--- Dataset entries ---
┄┄┄┄┄┄

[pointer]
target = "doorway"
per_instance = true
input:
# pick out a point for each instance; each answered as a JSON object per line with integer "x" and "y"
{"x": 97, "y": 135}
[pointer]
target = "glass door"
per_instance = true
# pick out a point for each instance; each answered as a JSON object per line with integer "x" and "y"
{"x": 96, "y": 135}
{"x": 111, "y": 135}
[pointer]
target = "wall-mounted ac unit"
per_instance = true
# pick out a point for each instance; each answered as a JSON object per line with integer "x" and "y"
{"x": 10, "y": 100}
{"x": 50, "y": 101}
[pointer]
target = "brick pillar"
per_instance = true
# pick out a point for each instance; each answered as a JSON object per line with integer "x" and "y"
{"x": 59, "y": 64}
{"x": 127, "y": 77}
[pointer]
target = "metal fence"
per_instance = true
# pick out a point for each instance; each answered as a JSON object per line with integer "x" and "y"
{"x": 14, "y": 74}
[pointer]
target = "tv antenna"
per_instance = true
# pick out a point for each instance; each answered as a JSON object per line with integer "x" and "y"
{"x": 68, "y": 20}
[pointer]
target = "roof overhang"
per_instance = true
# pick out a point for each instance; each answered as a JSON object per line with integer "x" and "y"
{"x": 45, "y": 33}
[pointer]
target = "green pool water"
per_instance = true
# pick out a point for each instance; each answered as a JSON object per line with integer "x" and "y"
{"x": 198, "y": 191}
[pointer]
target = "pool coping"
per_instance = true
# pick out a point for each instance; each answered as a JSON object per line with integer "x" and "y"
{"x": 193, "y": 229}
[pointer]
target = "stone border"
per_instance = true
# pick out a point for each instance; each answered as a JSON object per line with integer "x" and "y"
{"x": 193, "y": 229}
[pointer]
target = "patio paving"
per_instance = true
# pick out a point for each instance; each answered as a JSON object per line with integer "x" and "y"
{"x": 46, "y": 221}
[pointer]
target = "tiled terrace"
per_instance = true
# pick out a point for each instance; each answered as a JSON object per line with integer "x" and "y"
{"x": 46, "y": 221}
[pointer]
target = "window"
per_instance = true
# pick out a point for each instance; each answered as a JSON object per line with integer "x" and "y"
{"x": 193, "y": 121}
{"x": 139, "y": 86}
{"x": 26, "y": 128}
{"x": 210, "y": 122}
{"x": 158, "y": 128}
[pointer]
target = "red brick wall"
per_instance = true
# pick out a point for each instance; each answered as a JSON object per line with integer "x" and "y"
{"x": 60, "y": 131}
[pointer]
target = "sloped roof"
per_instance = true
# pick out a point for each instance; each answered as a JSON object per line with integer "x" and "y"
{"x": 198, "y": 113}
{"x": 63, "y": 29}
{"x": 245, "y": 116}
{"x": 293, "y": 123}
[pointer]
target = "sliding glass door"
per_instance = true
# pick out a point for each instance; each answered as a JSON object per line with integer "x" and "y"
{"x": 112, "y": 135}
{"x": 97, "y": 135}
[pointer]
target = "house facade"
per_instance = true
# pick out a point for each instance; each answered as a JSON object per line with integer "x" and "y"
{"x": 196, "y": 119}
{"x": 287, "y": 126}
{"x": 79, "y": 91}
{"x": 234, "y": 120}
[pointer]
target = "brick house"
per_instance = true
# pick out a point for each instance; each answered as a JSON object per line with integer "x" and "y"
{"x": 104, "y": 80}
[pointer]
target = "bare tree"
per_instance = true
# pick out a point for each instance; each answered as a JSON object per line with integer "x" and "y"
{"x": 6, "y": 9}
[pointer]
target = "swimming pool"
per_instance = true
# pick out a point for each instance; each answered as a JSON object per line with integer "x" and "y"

┄┄┄┄┄┄

--- INSTRUCTIONS FOR THE TASK ---
Provide the count, and nothing else, of lines in the data above where the word "roof" occurs.

--- SOLUTION FOR THIS EXERCISE ---
2